I have been waiting for the oath ceremony since my citizenship interview on September 18, 2012. Today my USCIS online status finally changed:
On September 27, 2012, we placed your application in the oath scheduling que. We will send a notice when the ceremony is scheduled. If you move prior to the scheduled ceremony, please use our Change of Address online tool to update your case with your new address or call our customer service center at 1-800-375-5283.
Naturalization Applicants: you will receive your certificate at your oath ceremony. You can expect to be scheduled for an oath ceremony within 45 days of receiving your recommended approval. Many offices schedule approved applicants for the oath ceremony on the same day as the day of the interview. Please check the local office profile page on our website to determine if the office where you will be interviewed schedules same day oath ceremonies.
USCIS local office in San Diego usually (always?) schedules their monthly oath ceremony on a Wednesday, so I’m guessing it will be October 24th or 31st. However, with California’s voter registration deadline coming soon, I’m hoping that USCIS will take that into consideration and actually holds a ceremony earlier next month. We’ll see.

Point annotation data
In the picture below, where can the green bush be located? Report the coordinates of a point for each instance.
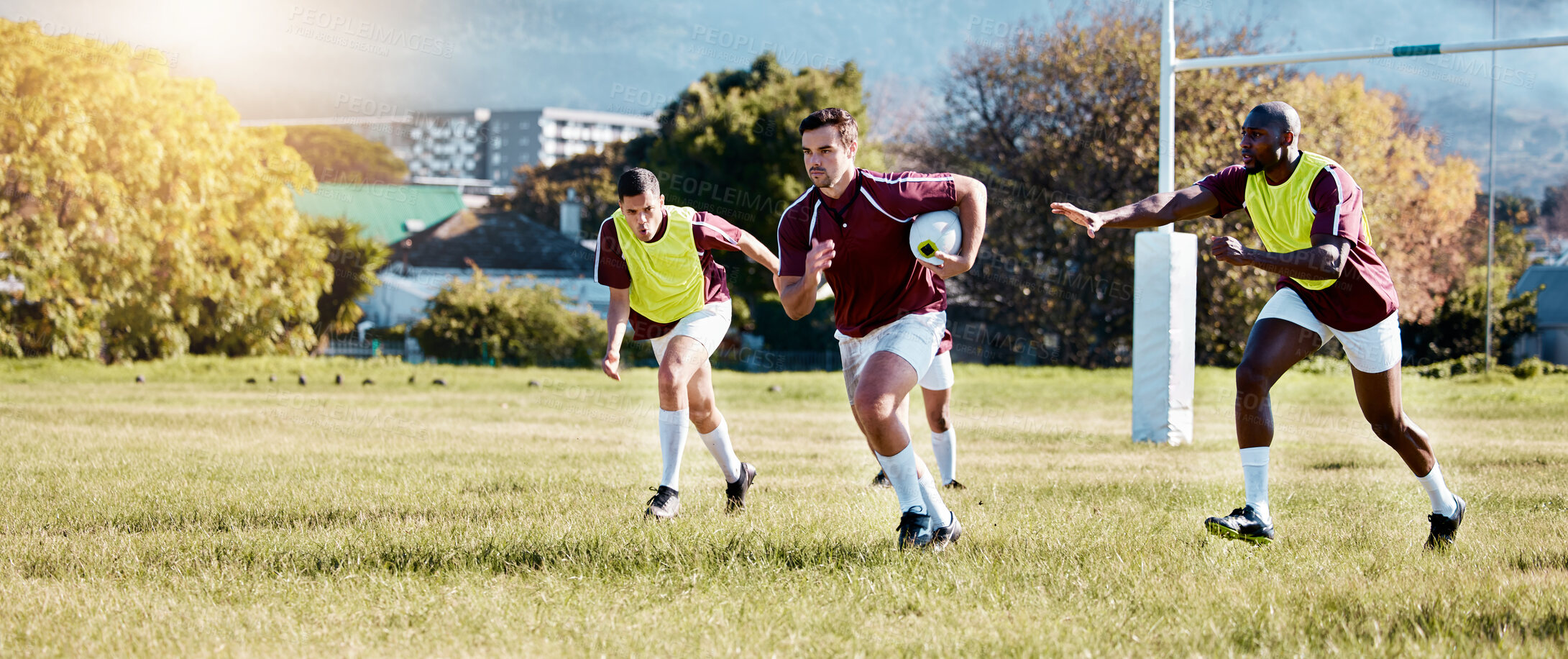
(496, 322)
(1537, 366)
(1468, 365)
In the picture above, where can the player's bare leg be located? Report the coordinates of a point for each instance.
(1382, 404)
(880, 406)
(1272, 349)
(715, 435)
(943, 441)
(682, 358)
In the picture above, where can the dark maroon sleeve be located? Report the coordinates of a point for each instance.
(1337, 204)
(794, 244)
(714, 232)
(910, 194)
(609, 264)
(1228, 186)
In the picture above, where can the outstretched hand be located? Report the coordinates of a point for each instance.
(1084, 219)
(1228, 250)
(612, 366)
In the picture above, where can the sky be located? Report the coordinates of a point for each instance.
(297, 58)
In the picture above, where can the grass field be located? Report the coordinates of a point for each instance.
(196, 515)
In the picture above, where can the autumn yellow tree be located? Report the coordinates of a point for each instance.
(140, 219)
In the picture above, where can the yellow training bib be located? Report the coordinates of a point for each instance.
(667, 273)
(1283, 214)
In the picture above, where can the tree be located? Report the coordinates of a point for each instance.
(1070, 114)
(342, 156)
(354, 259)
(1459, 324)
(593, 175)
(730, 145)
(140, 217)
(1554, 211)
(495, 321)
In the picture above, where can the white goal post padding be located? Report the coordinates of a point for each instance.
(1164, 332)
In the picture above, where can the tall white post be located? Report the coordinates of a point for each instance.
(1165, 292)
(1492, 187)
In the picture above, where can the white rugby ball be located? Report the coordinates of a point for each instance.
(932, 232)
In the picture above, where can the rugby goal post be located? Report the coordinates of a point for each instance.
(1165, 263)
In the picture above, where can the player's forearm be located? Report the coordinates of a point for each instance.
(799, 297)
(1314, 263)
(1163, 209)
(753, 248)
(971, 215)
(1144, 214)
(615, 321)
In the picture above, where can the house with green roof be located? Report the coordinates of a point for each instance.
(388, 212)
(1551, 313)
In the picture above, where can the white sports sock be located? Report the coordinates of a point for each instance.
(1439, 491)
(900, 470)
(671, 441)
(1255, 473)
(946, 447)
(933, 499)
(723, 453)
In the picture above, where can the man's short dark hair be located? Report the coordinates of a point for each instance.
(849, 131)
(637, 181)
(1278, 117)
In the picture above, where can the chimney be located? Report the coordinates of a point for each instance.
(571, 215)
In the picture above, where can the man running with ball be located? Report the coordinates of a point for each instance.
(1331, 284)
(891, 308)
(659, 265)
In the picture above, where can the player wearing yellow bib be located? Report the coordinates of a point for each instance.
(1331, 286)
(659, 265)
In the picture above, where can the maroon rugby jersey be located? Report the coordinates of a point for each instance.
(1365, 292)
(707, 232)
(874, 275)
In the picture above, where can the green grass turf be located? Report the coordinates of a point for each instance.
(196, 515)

Parts of the exercise
• A. In the post about the citizenship oath ceremony, on what date was the application placed in the oath scheduling queue?
• B. State how many lines of the listing contain the word "rugby". Reply with the number alone.

Task solutions
• A. September 27, 2012

• B. 3